__Task to carry out__.
Copy every item below word for word, leaving out the pictures.

__Provided records__.
===============

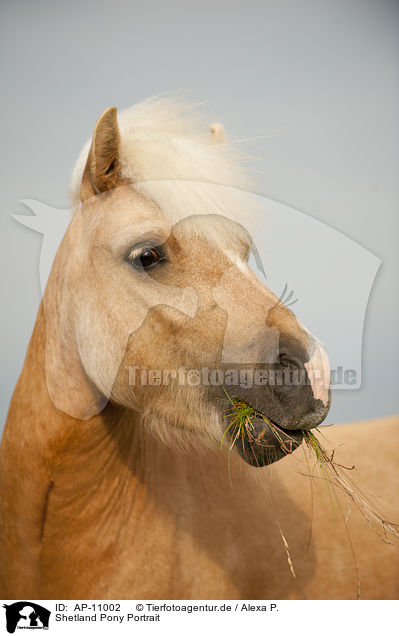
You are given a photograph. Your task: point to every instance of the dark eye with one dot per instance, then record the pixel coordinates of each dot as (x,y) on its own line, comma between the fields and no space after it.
(146,258)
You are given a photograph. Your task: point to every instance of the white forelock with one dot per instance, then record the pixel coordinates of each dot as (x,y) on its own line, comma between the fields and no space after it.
(170,155)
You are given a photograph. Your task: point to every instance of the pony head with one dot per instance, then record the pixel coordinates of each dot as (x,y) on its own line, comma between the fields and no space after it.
(151,303)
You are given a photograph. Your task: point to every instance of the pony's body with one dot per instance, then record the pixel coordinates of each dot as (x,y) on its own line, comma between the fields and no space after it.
(97,499)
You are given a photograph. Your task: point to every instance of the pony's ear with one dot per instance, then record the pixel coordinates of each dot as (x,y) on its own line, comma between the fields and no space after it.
(217,132)
(101,172)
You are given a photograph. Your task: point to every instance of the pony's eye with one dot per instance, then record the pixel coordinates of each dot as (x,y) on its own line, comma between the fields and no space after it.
(146,258)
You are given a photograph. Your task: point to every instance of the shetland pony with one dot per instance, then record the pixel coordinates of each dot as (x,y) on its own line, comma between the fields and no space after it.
(114,473)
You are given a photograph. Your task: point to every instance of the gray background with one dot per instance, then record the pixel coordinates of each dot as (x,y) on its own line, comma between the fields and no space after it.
(318,79)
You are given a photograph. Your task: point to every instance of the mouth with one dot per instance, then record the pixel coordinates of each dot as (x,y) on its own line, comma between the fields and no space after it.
(259,440)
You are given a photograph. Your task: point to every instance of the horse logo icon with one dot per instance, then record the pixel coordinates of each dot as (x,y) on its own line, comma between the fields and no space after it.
(26,615)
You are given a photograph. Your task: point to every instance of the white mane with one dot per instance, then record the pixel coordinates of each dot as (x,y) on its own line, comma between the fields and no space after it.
(174,158)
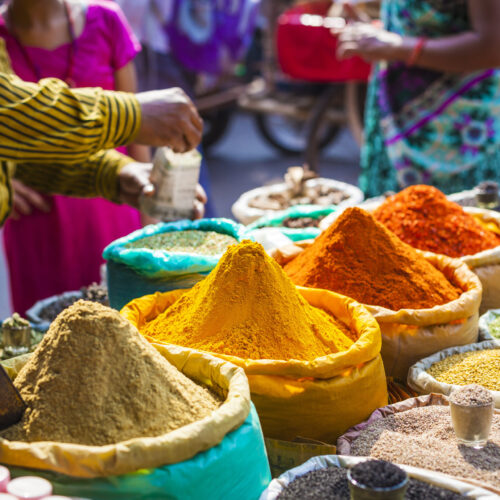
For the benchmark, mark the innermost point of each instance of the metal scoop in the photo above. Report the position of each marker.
(12, 406)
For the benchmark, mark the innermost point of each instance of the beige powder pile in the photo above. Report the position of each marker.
(95, 381)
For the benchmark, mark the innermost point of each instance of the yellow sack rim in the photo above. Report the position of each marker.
(455, 271)
(148, 452)
(350, 312)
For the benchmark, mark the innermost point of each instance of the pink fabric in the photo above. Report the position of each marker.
(52, 253)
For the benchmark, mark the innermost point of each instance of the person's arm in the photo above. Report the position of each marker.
(465, 52)
(126, 81)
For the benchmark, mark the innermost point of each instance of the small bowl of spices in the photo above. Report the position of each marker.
(471, 409)
(16, 335)
(375, 479)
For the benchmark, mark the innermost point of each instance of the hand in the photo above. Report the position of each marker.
(169, 118)
(134, 181)
(370, 42)
(25, 200)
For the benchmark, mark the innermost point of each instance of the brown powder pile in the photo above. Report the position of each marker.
(424, 437)
(95, 381)
(359, 257)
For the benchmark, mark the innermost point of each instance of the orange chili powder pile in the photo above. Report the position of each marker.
(359, 257)
(424, 218)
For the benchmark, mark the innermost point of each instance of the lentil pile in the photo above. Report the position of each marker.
(93, 346)
(332, 484)
(424, 437)
(191, 241)
(472, 367)
(359, 257)
(424, 218)
(494, 327)
(247, 307)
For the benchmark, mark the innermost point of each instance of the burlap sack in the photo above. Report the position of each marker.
(409, 335)
(425, 383)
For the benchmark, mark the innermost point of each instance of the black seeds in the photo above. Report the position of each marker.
(331, 483)
(378, 474)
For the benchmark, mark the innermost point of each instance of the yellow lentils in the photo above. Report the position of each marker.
(473, 367)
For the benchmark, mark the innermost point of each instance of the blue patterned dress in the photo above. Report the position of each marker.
(427, 127)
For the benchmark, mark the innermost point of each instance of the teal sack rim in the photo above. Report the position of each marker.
(163, 264)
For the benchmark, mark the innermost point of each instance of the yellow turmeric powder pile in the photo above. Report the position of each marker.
(248, 307)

===============

__Response to this task__.
You are given a photograph. Your task: point to every instance of the dark eye with one dot per instance, then record the pixel coordinates of each dot as (x,y) on its own line, comma between the fields and no space after it.
(146,258)
You are given a photograph. Your task: point to every instance of the white forelock with one dot per instance, then record the pixel coordinates of each dot as (x,y) on its own line, comma between the fields and no space after it.
(170,155)
You are given a photograph. Your task: point to every instance of the pony head with one dot per instance, then record the pixel coordinates of each dot as (x,y) on its own line, comma between the fields and no space after it.
(151,303)
You are given a photograph. Your task: point to every instance of the pony's body with one dot per instance, then record the pixel coordinates of each dot as (x,y) on its own line, comma between the fields and no space after it.
(97,499)
You are given a photograph. Your task: point to every instance of the pony's ear with one dot per instance, then record the pixel coordinates of each dot as (x,y) on its own line, comma between the fields and no space after it.
(217,132)
(101,172)
You are given a photograph. Your task: point to every instance of the pony's eye with one dot per instance, then record the pixel coordinates of each dot as (x,y) on its own line, comma between the fields and no space after it.
(146,258)
You are given a photograph. Your task: point to every instance of the shetland pony with one dot per instance, then record the pixel coordinates of each dot as (x,y) on its own line, comma between the fields and no space after it.
(114,473)
You are given a photograph. Your task: point to every instance of the gray background with one dot per instance, then record the pixel coordinates of each dot as (x,y) on its own line, comma between the fields and no space after it.
(318,79)
You are given a photograph. Your task: point to every instance of the mouth with one dot per instance, then record the pixel coordinates of each dot as (x,y) on its own line, comma between the fields and no space after it.
(259,440)
You are given a photograph. Your task: point to every instance of the horse logo icon with one dot per instance, then record the pixel coordinates of each dot as (x,y) on its own line, comma between the fields and no space after it.
(26,615)
You are given a photograph. Your task: point to every instance of the white mane with one dot per instance, then record the pixel coordinates of each dot as (x,y) on its own line, comma between the fields and no space after it.
(174,158)
For the benchmark, mark the innermost point of each instance of the metal scoop in the photo above. Report the position of each marker.
(12, 406)
For the benchmark, mark the innermost point of each instance of the beige powder pile in the photo above. Report the position of each marker.
(95, 381)
For the benchmark, mark the innermost point of each instance of the yellow sack rim in the photo above. Report the position of each marker.
(455, 271)
(148, 452)
(350, 312)
For the benchmark, mark the innermost point of each instance of the pink fabric in the photo above. Report the position of each marker.
(52, 253)
For the benchmark, mark the innermost point of each instance of the person's arm in the photo above. Report the position of each marker.
(465, 52)
(126, 81)
For the benchmark, mark the innermost point of each instance of the small bowl of spices in the photo above. Report the position of each marker.
(471, 409)
(16, 335)
(375, 479)
For the benchmark, mark the innermost point of each instance of the hand in the photo above. Report the position of each marker.
(169, 118)
(134, 181)
(370, 42)
(25, 200)
For the benchmark, mark the innermost point of each instance of the brown powder pile in the photo above. Report the position of each marker.
(424, 437)
(95, 381)
(359, 257)
For the benchmark, mark the innermost point of each instance of the orange chili powder pile in the photo above. Report the position of each marker.
(359, 257)
(424, 218)
For the benchmark, mark the innermost point of each instance of the lentil pile in the photo above. Report the position of each marker.
(93, 346)
(332, 484)
(424, 437)
(191, 241)
(472, 367)
(359, 257)
(424, 218)
(494, 327)
(247, 307)
For the benchmark, mark the innermost point of each instance of the burlap sack in the photo above. Report the position of each marker.
(409, 335)
(425, 383)
For the benchmark, mark the innermost point of each instance of the black seeds in the photo above. Report the position of each marker.
(331, 483)
(378, 474)
For the benchmark, mark the innermost point of each instance of the yellow lentils in the photo above. Report the position of each marker.
(473, 367)
For the benchmark, mark the innermost point of each instance of the blue patterned dress in the photo above. Report the position of each marker.
(427, 127)
For the benchmark, mark the innermost point of each instance of the teal sack rim in the photo above. Report the position of each marker.
(163, 264)
For the benchmark, mark the innermost point of each instance of the yellow turmeric powder pile in the photo above. Report the position of each marker.
(248, 307)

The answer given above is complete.